Posted by: Joe | April 28, 2009 2:32 AM
Just read on Huffington Post there is a sample of an early case of the swine flu from a 4 year old boy in Mexico.
Posted by: Elizabeth | April 28, 2009 5:03 AM
Thanks.
I appreciate your many posts on the swine flu; what is going on, and both what we do know and what remains uncertain. IMHO knowledge, even when the facts are grim, remains the best cure for the irrational fears that crop up when things aren't understood and rumors proliferate.
Posted by: Art | April 28, 2009 8:27 AM
I've compared Influenza A H1N1 (swine flu) virus segment 4 hemagglutinin (HA) gene coding variation in isolates from different regions. This protein plays the most significant role in cell entry. It is interesting to note that at three of the four locations of variation the Texas and California_05 sequences match better than the two California sequences.
At codon/amino acid 8:
A_Calfornia_05_2009_H1N1="Methionine"
A_Calfornia_04_2009_H1N1="Leucine"
A_Texas_05_2009_H1N1="Leucine"
At codon/amino acid 87:
A_Calfornia_05_2009_H1N1="Serine"
A_Calfornia_04_2009_H1N1="Proline"
A_Texas_05_2009_H1N1="Serine"
At codon/amino acid 176:
A_Calfornia_05_2009_H1N1="Threonine"
A_Calfornia_04_2009_H1N1="Alanine"
A_Texas_05_2009_H1N1="Alanine"
At codon/amino acid 274:
A_Calfornia_05_2009_H1N1="Isoleucine"
A_Calfornia_04_2009_H1N1="Valine"
A_Texas_05_2009_H1N1="Valine"
Posted by: Superkuh | April 28, 2009 10:18 AM
Source for 4 year old boy sample:
http://www.chron.com/disp/story.mpl/world/6395793.html
Posted by: phytosleuth | April 28, 2009 11:00 AM
Technology will save us. It took 31 days to sequence the SARS virus in 2003, but only a few days in 2009 to do the swine flu virus.

# Task instructions
Name each amino acid that appears in the comment thread on swine flu, listing each one only once.

# Data
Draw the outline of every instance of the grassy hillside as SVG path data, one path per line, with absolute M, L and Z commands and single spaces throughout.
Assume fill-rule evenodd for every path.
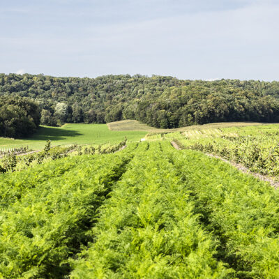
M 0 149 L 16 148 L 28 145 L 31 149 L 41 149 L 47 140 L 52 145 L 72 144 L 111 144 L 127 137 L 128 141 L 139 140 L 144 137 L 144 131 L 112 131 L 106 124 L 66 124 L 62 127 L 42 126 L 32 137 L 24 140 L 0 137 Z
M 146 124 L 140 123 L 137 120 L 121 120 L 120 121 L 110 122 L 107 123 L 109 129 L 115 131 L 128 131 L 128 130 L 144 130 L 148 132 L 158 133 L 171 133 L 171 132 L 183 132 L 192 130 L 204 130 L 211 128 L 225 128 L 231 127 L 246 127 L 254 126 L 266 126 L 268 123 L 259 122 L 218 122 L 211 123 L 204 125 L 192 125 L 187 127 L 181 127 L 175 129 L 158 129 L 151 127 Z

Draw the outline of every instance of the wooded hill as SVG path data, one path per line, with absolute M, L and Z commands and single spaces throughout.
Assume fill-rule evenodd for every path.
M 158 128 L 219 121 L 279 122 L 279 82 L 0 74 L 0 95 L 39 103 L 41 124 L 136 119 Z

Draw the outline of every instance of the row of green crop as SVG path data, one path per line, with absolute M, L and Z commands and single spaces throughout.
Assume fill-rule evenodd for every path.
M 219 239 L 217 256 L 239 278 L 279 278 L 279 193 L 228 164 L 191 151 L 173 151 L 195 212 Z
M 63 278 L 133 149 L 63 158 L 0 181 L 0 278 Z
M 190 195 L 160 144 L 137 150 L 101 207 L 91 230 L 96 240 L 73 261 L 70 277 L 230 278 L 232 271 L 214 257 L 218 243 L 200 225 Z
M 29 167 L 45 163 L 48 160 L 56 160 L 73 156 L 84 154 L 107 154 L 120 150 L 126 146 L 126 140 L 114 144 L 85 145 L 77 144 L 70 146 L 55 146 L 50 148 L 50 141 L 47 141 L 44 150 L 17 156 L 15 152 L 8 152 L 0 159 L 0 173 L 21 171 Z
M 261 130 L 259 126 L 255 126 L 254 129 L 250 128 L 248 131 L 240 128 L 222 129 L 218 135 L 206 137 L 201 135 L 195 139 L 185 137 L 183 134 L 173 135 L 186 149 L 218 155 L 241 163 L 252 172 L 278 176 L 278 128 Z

---

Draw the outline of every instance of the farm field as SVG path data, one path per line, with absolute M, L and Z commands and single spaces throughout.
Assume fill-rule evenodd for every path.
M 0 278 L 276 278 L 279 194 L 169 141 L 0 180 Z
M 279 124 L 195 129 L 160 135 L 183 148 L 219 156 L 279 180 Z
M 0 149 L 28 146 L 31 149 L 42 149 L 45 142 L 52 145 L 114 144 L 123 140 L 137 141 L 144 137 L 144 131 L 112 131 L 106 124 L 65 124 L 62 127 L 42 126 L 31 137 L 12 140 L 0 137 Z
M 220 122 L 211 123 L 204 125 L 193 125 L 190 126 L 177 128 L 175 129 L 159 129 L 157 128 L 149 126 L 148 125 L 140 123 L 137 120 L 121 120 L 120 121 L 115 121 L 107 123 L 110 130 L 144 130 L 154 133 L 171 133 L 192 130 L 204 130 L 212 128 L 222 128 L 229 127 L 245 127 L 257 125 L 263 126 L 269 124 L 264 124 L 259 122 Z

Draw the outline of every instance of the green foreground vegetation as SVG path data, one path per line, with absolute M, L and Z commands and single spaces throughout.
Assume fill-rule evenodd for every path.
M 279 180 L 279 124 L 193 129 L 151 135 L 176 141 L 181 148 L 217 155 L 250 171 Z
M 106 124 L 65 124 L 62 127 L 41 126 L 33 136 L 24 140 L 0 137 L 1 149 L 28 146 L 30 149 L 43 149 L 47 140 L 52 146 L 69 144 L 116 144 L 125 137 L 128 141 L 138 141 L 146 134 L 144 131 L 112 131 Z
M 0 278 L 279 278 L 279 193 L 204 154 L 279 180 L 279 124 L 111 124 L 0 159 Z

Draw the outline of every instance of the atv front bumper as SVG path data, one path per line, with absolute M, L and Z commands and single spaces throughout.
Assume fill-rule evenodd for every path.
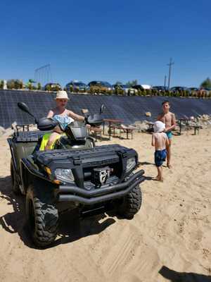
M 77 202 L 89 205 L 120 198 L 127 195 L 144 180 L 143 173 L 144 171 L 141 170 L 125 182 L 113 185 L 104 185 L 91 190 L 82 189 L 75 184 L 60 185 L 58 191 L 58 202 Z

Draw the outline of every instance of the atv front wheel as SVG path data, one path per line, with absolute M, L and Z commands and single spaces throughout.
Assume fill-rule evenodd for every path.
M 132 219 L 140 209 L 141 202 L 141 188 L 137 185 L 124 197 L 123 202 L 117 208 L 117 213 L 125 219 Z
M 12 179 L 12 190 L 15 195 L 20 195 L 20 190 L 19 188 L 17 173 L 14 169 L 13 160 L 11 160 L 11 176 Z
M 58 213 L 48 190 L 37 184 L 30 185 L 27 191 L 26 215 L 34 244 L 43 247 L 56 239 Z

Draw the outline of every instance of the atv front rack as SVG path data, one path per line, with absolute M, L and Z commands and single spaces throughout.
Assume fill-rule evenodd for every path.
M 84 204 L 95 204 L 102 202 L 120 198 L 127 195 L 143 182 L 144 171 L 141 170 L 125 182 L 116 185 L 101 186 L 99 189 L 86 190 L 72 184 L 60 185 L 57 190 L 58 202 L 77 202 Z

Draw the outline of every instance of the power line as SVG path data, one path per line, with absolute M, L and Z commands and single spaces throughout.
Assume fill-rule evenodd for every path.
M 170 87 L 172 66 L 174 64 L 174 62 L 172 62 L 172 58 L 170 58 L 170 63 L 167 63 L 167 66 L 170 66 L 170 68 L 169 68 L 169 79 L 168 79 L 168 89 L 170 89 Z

# Problem solution
Methionine, Leucine, Serine, Proline, Threonine, Alanine, Isoleucine, Valine